The first part of the note was written by my mother Sue Paterno:

 

What is the meaning of love?  Anybody can love something that is beautiful or smart or agile. You will never know love until you can love something that isn’t beautiful, isn’t bright, isn’t glamorous. It takes a special person to love something unattractive, someone unknown. That is the test of love.

 

Below that my father noted:

 

Can you accept someone for his inabilities—you might have a guy playing next to you who maybe isn’t perfect, but you’ve got to love him, and maybe that love would enable you to help him.

 

We don’t want to be picking on each other, but rather what can I do to make it easier for my teammate.

 

Crucial to a team’s success.

 

It is about love. Earlier tonight people talked about the connections of the heart that were made to make this league a reality. It was love of others. I go back to St Francis DeSales’ motto: "He who preaches with love preaches effectively."

 

That word Love is there again. Tonight is about love for one another. I see Steve’s emotions tonight when he introduced Jared and Sara and it is so real—the heart just came through.

In this room I see a community that decided to do something for one another. In spite of all of our own individual failings and imperfections there is a spirit of what can we do together to lift our teammates…our neighbors..for the children of our community?

 

Despite the narrative that we are divided the actions of all of you here tonight tell a different story.

 

There was a time when this nation was much more divided than we are now. In 1861 our nation was so divided that Civil War loomed and the very existence of the American experiment in democracy was threatened by divisions that could not be healed.

 

Into that moment walked one of the most inexperienced and imperfect candidates for our nation’s highest office. By all measures his formal education was nearly non-existent as he rose from the back woods.

 

Abraham Lincoln was derided for his lack of education, told that he looked like an ape—but he found himself standing in front of our Nation’s Capitol to take the oath of office. Suddenly he was the lead goose heading into winds of a magnitude never before seen and not seen since in the history of this great nation.

 

As he spoke he concluded his inaugural address with these words.

 

 “The mystic chords of memory, stretching from every battlefield and patriot grave to every living heart and hearthstone all over this broad land, will yet swell the chorus of the Union, when again touched, as surely they will be, by the better angels of our nature.”

■ DATA LISTING:
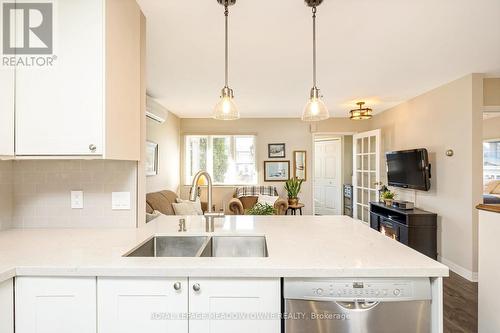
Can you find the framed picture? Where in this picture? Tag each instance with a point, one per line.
(300, 164)
(276, 171)
(151, 159)
(276, 150)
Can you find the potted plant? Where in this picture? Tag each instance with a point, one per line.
(388, 197)
(293, 187)
(261, 209)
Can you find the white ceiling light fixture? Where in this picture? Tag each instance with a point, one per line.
(226, 108)
(315, 109)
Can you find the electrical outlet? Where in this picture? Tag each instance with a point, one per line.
(120, 201)
(76, 199)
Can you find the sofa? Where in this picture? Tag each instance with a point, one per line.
(162, 202)
(246, 197)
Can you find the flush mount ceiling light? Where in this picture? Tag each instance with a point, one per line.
(315, 109)
(226, 108)
(361, 113)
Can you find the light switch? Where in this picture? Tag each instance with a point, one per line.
(76, 199)
(120, 201)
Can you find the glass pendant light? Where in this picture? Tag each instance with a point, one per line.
(226, 108)
(361, 113)
(315, 109)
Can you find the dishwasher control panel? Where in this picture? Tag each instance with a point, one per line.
(358, 289)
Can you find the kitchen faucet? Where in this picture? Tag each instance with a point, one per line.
(210, 215)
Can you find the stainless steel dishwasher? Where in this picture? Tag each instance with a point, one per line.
(357, 305)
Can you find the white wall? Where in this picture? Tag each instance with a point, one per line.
(6, 193)
(42, 193)
(448, 117)
(167, 136)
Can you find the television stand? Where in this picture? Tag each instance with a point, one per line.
(415, 228)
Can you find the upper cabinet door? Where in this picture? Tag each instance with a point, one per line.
(132, 305)
(6, 111)
(60, 105)
(246, 298)
(55, 305)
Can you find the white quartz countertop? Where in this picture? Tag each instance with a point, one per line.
(298, 246)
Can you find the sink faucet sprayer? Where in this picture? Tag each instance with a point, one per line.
(210, 215)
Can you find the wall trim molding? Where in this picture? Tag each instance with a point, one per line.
(463, 272)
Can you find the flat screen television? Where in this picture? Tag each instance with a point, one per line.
(409, 169)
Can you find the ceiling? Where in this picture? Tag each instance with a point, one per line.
(381, 51)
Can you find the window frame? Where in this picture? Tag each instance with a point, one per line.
(232, 151)
(496, 177)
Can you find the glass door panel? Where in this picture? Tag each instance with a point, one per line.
(366, 159)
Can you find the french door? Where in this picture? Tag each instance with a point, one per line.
(366, 175)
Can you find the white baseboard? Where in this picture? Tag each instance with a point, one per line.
(463, 272)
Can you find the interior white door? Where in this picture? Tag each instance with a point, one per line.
(59, 108)
(55, 305)
(328, 177)
(366, 175)
(7, 90)
(242, 303)
(153, 305)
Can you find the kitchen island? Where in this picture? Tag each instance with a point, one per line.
(297, 247)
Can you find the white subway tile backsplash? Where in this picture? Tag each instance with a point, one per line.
(42, 193)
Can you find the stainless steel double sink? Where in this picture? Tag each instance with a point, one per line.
(201, 246)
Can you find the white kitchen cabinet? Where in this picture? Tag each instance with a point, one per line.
(7, 306)
(153, 305)
(6, 111)
(55, 305)
(245, 299)
(88, 102)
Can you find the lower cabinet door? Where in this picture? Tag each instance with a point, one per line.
(234, 305)
(136, 305)
(55, 305)
(7, 306)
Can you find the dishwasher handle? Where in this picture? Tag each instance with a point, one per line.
(365, 306)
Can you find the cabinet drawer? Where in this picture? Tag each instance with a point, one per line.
(132, 305)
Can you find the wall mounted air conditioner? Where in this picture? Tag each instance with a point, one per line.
(155, 111)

■ ACTIVITY: Reproduce the speech on love and teammates in full, word for word. The listing plays no part in what comes next.

■ REPLY:
The first part of the note was written by my mother Sue Paterno:

 

What is the meaning of love?  Anybody can love something that is beautiful or smart or agile. You will never know love until you can love something that isn’t beautiful, isn’t bright, isn’t glamorous. It takes a special person to love something unattractive, someone unknown. That is the test of love.

 

Below that my father noted:

 

Can you accept someone for his inabilities—you might have a guy playing next to you who maybe isn’t perfect, but you’ve got to love him, and maybe that love would enable you to help him.

 

We don’t want to be picking on each other, but rather what can I do to make it easier for my teammate.

 

Crucial to a team’s success.

 

It is about love. Earlier tonight people talked about the connections of the heart that were made to make this league a reality. It was love of others. I go back to St Francis DeSales’ motto: "He who preaches with love preaches effectively."

 

That word Love is there again. Tonight is about love for one another. I see Steve’s emotions tonight when he introduced Jared and Sara and it is so real—the heart just came through.

In this room I see a community that decided to do something for one another. In spite of all of our own individual failings and imperfections there is a spirit of what can we do together to lift our teammates…our neighbors..for the children of our community?

 

Despite the narrative that we are divided the actions of all of you here tonight tell a different story.

 

There was a time when this nation was much more divided than we are now. In 1861 our nation was so divided that Civil War loomed and the very existence of the American experiment in democracy was threatened by divisions that could not be healed.

 

Into that moment walked one of the most inexperienced and imperfect candidates for our nation’s highest office. By all measures his formal education was nearly non-existent as he rose from the back woods.

 

Abraham Lincoln was derided for his lack of education, told that he looked like an ape—but he found himself standing in front of our Nation’s Capitol to take the oath of office. Suddenly he was the lead goose heading into winds of a magnitude never before seen and not seen since in the history of this great nation.

 

As he spoke he concluded his inaugural address with these words.

 

 “The mystic chords of memory, stretching from every battlefield and patriot grave to every living heart and hearthstone all over this broad land, will yet swell the chorus of the Union, when again touched, as surely they will be, by the better angels of our nature.”